Limitations and Directions for Future Research

There are several limitations which highlight the need for future research. While SCRD can be implemented with one participant and a functional relation can be established by replicating the effects of the intervention across three behaviors, replication of effect across participants (parents and children in this case), settings, and skills enhances the generalizability of findings. Thus, the small number of participants could limit the generalizability of these findings. Further, one child with ASD without a co-occurring diagnosis of ID limits the generalizability of the findings, and replications are needed to enhance the generalizability to children with ASD with cognitive disability. Since we did not explicitly teach Nora how create the task analysis steps, but rather coached her in creating them, her continued use of VP effectively may also depend on creating task analysis steps that are appropriate for the task at hand. Additionally, the parent had a graduate level education (i.e., Master’s degree) and was motivated to learn how to create and implement an EBP to support her son’s skill acquisition. Therefore, future replication studies with parents of differing education levels and socio-demographic backgrounds are necessary to extend the generalizability of the findings. Future research might examine the implementation of VP at home across various groups of families. Further examining various factors (e.g., family dynamics, parent factors, etc.) that can impact parents’ implementation of EBPs in home settings could further add to the literature in this area.

[DATA SHOWN]:

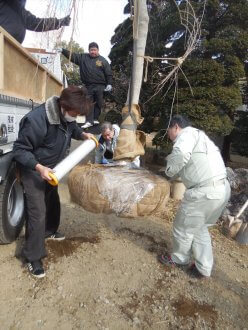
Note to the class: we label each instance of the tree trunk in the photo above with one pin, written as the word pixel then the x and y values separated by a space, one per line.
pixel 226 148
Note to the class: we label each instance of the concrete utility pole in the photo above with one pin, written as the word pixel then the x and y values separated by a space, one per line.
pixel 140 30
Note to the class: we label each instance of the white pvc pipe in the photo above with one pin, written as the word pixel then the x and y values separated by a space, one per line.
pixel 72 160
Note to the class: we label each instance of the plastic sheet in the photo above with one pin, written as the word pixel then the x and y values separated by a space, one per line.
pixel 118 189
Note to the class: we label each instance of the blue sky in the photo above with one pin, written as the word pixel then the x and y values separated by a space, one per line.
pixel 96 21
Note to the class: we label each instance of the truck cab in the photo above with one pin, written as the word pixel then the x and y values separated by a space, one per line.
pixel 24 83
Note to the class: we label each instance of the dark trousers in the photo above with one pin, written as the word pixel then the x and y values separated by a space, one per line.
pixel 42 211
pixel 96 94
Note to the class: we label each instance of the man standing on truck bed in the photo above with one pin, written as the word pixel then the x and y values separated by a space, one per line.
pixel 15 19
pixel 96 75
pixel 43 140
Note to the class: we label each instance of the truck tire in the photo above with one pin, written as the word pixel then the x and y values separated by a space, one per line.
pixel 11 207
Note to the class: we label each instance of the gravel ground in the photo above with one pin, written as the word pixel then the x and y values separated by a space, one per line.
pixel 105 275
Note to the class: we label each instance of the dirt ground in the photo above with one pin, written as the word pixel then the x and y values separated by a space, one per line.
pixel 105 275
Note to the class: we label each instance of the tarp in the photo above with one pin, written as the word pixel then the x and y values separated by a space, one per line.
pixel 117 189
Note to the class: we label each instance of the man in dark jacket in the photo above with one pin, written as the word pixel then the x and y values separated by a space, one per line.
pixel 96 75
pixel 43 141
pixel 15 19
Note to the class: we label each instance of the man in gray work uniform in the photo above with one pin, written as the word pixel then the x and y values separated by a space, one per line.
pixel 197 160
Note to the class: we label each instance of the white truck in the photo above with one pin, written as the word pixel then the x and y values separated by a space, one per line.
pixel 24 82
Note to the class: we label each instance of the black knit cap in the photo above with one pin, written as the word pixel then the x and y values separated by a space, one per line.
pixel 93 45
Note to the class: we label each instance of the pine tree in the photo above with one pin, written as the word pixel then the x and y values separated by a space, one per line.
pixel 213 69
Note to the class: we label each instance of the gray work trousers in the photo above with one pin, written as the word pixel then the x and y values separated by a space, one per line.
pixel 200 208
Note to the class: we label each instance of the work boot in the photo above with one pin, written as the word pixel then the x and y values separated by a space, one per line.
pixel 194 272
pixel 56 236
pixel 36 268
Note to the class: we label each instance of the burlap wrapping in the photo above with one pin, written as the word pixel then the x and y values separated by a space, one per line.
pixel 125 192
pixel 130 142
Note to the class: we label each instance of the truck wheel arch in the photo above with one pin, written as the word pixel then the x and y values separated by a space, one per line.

--

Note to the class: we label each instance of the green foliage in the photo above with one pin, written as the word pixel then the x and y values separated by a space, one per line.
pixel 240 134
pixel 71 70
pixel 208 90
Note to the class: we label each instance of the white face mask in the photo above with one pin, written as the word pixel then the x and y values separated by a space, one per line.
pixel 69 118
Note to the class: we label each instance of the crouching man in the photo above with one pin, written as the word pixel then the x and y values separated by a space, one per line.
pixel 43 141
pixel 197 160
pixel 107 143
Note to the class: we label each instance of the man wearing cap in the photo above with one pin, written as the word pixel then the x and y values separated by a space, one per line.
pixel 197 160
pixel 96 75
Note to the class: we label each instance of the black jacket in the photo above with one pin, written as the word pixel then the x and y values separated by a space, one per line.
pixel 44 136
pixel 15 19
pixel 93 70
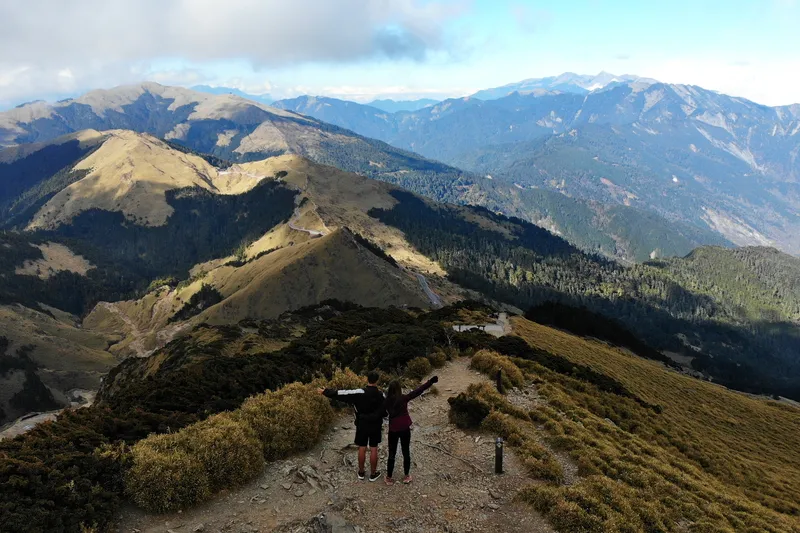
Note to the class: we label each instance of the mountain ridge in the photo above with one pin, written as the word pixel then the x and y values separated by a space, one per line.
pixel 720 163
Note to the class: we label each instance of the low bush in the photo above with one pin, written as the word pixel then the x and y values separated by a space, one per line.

[WHAT IS EXPECTED]: Translate this sentence from the passage on research limitations into Spanish: "Future research might examine the implementation of VP at home across various groups of families."

[SOLUTION TO THE EXERCISE]: Las investigaciones futuras podrían examinar la implementación de VP en el hogar en diversos grupos de familias.